*** MATERIAL SHOWN ***

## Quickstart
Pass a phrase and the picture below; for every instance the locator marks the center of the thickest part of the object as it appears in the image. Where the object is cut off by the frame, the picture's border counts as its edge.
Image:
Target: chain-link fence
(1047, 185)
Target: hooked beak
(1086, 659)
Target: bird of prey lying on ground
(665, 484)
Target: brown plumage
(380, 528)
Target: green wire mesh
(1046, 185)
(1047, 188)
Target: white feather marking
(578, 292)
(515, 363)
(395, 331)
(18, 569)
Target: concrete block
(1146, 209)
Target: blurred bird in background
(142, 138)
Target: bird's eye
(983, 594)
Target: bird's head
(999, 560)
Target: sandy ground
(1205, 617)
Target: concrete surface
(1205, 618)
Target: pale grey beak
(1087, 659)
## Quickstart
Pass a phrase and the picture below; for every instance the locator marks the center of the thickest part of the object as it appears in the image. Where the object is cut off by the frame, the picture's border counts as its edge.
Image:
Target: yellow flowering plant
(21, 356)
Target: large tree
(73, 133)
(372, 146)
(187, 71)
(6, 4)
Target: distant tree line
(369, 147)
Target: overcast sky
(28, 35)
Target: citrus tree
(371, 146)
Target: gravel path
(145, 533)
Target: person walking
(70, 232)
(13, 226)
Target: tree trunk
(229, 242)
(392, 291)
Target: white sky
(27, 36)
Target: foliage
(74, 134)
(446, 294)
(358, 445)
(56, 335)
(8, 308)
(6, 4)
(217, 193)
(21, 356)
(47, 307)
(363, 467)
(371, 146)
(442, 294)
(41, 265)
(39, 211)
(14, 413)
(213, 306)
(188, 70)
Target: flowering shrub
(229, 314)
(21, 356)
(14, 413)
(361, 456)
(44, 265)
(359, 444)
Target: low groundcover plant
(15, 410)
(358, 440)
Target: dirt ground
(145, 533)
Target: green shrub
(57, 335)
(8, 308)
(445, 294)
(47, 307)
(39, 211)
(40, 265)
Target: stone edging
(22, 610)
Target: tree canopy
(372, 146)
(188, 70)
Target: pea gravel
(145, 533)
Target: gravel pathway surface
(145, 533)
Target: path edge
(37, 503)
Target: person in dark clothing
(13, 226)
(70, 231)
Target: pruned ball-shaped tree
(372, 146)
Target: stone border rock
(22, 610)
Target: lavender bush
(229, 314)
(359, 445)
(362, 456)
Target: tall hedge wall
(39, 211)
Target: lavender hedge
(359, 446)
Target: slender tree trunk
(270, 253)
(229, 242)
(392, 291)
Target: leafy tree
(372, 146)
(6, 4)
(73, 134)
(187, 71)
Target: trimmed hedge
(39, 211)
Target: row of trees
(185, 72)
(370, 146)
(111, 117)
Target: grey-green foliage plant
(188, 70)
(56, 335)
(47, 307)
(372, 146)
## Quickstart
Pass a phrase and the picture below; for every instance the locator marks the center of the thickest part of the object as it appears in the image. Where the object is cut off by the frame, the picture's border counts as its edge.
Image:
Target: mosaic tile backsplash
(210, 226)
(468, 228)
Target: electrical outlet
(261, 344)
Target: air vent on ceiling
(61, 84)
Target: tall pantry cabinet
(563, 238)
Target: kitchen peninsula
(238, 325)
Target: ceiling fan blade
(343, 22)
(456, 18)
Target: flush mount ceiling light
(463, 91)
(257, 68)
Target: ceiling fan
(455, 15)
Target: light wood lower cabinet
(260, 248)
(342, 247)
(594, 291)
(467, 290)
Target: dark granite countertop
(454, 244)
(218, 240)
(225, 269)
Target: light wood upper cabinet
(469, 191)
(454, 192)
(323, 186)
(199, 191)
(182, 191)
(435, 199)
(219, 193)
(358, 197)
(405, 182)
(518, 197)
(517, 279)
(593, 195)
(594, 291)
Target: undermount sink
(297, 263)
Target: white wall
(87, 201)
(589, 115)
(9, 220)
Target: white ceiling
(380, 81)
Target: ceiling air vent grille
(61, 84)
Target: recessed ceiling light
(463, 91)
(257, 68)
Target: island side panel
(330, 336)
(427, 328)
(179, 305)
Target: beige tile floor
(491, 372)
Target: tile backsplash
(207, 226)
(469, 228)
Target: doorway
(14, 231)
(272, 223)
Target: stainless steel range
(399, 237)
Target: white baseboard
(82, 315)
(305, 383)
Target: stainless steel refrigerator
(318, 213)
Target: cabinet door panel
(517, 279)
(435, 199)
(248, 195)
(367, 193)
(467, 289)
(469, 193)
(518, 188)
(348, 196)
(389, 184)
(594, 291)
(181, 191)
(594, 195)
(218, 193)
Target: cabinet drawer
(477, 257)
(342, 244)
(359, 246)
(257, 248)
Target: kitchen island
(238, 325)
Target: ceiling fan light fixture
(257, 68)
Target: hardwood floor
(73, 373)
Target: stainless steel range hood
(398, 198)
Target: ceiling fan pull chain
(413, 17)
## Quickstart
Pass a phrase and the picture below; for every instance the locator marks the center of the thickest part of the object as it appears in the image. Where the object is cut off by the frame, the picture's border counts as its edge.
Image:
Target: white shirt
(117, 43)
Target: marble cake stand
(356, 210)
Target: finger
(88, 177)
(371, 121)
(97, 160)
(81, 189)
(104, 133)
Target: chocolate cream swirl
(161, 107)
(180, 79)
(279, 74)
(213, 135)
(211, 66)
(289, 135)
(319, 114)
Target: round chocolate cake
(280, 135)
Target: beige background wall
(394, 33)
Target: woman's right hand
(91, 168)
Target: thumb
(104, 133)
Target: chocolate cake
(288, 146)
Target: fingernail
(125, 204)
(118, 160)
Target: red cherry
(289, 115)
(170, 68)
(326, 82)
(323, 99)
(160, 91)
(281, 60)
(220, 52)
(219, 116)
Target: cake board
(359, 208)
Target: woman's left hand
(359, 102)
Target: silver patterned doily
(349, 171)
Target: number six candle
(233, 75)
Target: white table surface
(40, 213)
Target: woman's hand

*** End of MATERIAL SHOWN ***

As the exercise requires, copy out the data shown above word for word.

## Quickstart
Pass a phrase and the picture below; for every instance the locator marks the center of the thickest part of the object as it appears in the image. Where the object is cut off by the frame, the picture's border counts as its edge.
Image:
Target: chain-link fence
(1047, 185)
Target: hooked beak
(1086, 659)
Target: bird of prey lying on ground
(665, 484)
Target: brown plumage
(380, 528)
Target: green wire mesh
(1046, 185)
(1047, 188)
Target: white feather marking
(578, 292)
(515, 363)
(395, 331)
(18, 569)
Target: concrete block
(1146, 209)
Target: blurred bird in background
(142, 138)
Target: bird's eye
(983, 594)
Target: bird's head
(999, 560)
Target: sandy ground
(1205, 617)
Target: concrete surface
(1205, 618)
Target: pale grey beak
(1087, 659)
## Quickstart
Pass a phrase and the picture below; for every instance the locator marks the center of the thickest part of the object as it appears in the image. Where the object is cut off by the frame, the picture's border counts as its edge.
Image:
Target: yellow flowering plant
(21, 356)
Target: large tree
(73, 133)
(372, 146)
(187, 71)
(6, 4)
Target: distant tree line
(369, 147)
Target: overcast sky
(28, 35)
Target: citrus tree
(371, 146)
Target: gravel path
(145, 533)
Target: person walking
(70, 232)
(13, 226)
Target: tree trunk
(229, 242)
(392, 291)
Target: white sky
(27, 36)
Target: foliage
(74, 134)
(446, 294)
(358, 445)
(56, 335)
(8, 308)
(6, 4)
(217, 193)
(21, 356)
(47, 307)
(363, 467)
(371, 146)
(442, 294)
(41, 265)
(39, 211)
(14, 413)
(213, 306)
(188, 70)
Target: flowering shrub
(229, 314)
(21, 356)
(14, 413)
(361, 456)
(44, 265)
(359, 444)
Target: low groundcover plant
(15, 410)
(358, 440)
Target: dirt ground
(145, 533)
Target: green shrub
(57, 335)
(8, 308)
(445, 294)
(47, 307)
(39, 211)
(40, 265)
Target: stone edging
(22, 610)
Target: tree canopy
(372, 146)
(188, 70)
Target: pea gravel
(145, 533)
Target: gravel pathway surface
(145, 533)
Target: path edge
(37, 503)
Target: person in dark clothing
(13, 226)
(70, 231)
Target: pruned ball-shaped tree
(372, 146)
Target: stone border rock
(22, 610)
Target: lavender bush
(229, 314)
(359, 445)
(362, 456)
Target: tall hedge wall
(39, 211)
Target: lavender hedge
(359, 446)
Target: slender tree trunk
(270, 253)
(229, 242)
(392, 291)
Target: leafy tree
(372, 146)
(6, 4)
(73, 134)
(187, 71)
Target: trimmed hedge
(39, 211)
Target: row of trees
(185, 72)
(370, 146)
(111, 117)
Target: grey-green foliage plant
(188, 70)
(56, 335)
(47, 307)
(372, 146)
## Quickstart
Pass a phrase and the picture below; for every instance the locator marks the center of the thickest part of the object as it appears in the image. Where the object is cut off by the frame, the picture's border counts as its edge.
Image:
Target: mosaic tile backsplash
(210, 226)
(468, 228)
Target: electrical outlet
(261, 344)
Target: air vent on ceiling
(61, 84)
Target: tall pantry cabinet
(563, 238)
Target: kitchen peninsula
(238, 325)
Target: ceiling fan blade
(343, 22)
(456, 18)
Target: flush mount ceiling light
(463, 91)
(257, 68)
Target: ceiling fan
(455, 15)
Target: light wood lower cabinet
(260, 248)
(342, 247)
(594, 291)
(467, 290)
Target: dark granite countertop
(454, 244)
(218, 240)
(225, 269)
Target: light wood upper cabinet
(469, 191)
(454, 192)
(323, 186)
(199, 191)
(182, 191)
(435, 199)
(219, 193)
(358, 197)
(405, 182)
(518, 197)
(517, 279)
(593, 195)
(594, 291)
Target: undermount sink
(297, 263)
Target: white wall
(87, 201)
(589, 115)
(9, 220)
Target: white ceiling
(380, 81)
Target: ceiling air vent grille
(61, 84)
Target: recessed ceiling light
(463, 91)
(257, 68)
Target: island side panel
(330, 336)
(427, 328)
(179, 305)
Target: beige tile floor
(491, 372)
Target: tile backsplash
(207, 226)
(469, 228)
Target: doorway
(14, 231)
(272, 223)
Target: stainless steel range
(399, 237)
Target: white baseboard
(82, 315)
(305, 383)
Target: stainless steel refrigerator
(318, 213)
Target: cabinet door panel
(517, 279)
(435, 199)
(248, 195)
(367, 193)
(467, 289)
(469, 193)
(518, 188)
(348, 196)
(389, 184)
(594, 291)
(181, 191)
(594, 195)
(218, 193)
Target: cabinet drawer
(477, 257)
(342, 244)
(359, 246)
(257, 248)
Target: kitchen island
(238, 325)
Target: ceiling fan light fixture
(257, 68)
Target: hardwood floor
(73, 373)
Target: stainless steel range hood
(398, 198)
Target: ceiling fan pull chain
(413, 17)
## Quickstart
Pass a phrase and the picture below; for every instance the locator marks the center of the thickest part of the object as it appears in the image. Where the object is cut off by the frame, the picture's border counts as its edge.
Image:
Target: white shirt
(117, 43)
Target: marble cake stand
(356, 210)
Target: finger
(88, 177)
(371, 121)
(97, 160)
(81, 189)
(104, 133)
Target: chocolate cream swirl
(161, 107)
(180, 79)
(279, 74)
(213, 135)
(211, 66)
(289, 135)
(319, 114)
Target: round chocolate cake
(280, 135)
Target: beige background wall
(394, 33)
Target: woman's right hand
(91, 168)
Target: thumb
(104, 133)
Target: chocolate cake
(288, 146)
Target: fingernail
(125, 204)
(118, 160)
Target: red cherry
(289, 115)
(170, 68)
(326, 82)
(323, 99)
(160, 91)
(281, 60)
(220, 52)
(219, 116)
Target: cake board
(359, 208)
Target: woman's left hand
(359, 102)
Target: silver patterned doily
(349, 171)
Target: number six candle
(233, 75)
Target: white table surface
(40, 213)
Target: woman's hand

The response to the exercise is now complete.